WORK INSTRUCTIONS
Turn the records from the line containing "Object = flowing stream" through the line containing "[208,0,474,122]", both included, into a JSON list of strings with one string per line and blank lines omitted.

DATA EXTRACT
┄┄┄┄┄┄┄┄┄┄┄┄┄┄┄┄┄┄┄┄

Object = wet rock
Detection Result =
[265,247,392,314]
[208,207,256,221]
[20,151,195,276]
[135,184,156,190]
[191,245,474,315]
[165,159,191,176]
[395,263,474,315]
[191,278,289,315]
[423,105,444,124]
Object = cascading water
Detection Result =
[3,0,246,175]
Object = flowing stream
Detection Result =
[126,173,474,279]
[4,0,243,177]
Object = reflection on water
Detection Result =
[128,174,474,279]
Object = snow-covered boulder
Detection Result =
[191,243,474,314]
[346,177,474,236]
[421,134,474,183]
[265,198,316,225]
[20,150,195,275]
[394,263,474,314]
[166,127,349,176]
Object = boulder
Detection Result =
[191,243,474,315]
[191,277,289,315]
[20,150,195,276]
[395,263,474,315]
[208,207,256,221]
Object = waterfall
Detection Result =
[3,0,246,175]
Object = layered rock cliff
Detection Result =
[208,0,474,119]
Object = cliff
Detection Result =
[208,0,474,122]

┄┄┄┄┄┄┄┄┄┄┄┄┄┄┄┄┄┄┄┄

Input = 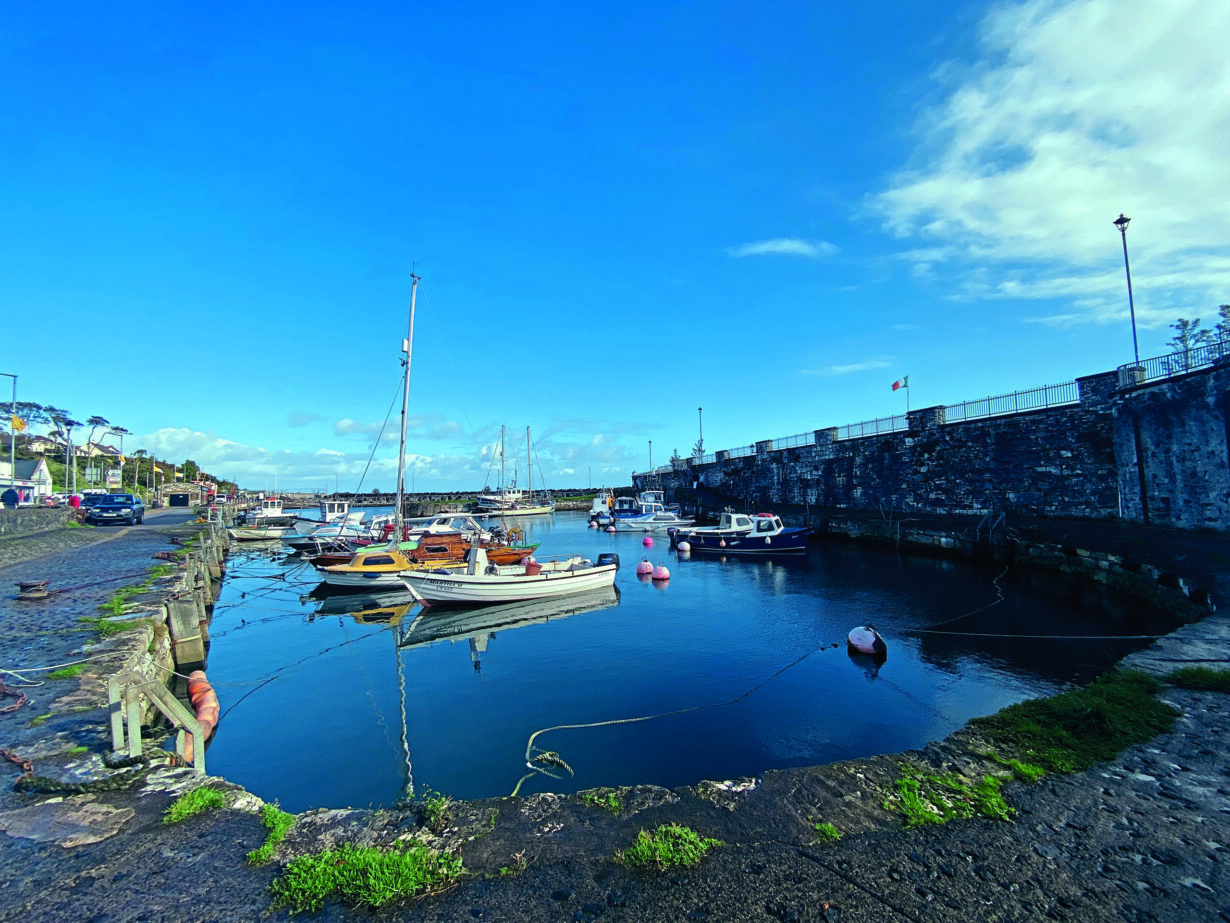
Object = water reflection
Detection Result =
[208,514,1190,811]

┄┄┄┄┄┄┄┄┄┄┄┄┄┄┄┄┄┄┄┄

EXERCISE OUTPUT
[
  "Object = flowing stream",
  "Detection Result =",
  "[126,173,474,279]",
  "[4,0,243,177]",
  "Object = reflection on water",
  "Detection Result =",
  "[128,174,474,279]",
  "Object = snow-covered boulder",
  "Detection Result =",
  "[191,243,474,314]",
  "[346,177,474,236]",
  "[421,134,474,183]",
  "[265,198,316,225]",
  "[20,150,195,275]",
  "[394,263,474,314]",
  "[166,127,349,176]",
  "Object = boulder",
  "Detection Result =",
  "[191,243,474,315]",
  "[191,277,289,315]",
  "[20,150,195,276]",
  "[395,263,474,315]",
  "[208,207,256,221]",
  "Object = waterfall",
  "Detection Result =",
  "[3,0,246,175]",
  "Object = layered rock cliff",
  "Detection Result =",
  "[208,0,474,119]",
  "Object = cliff",
  "Detection Result =",
  "[208,0,474,122]"
]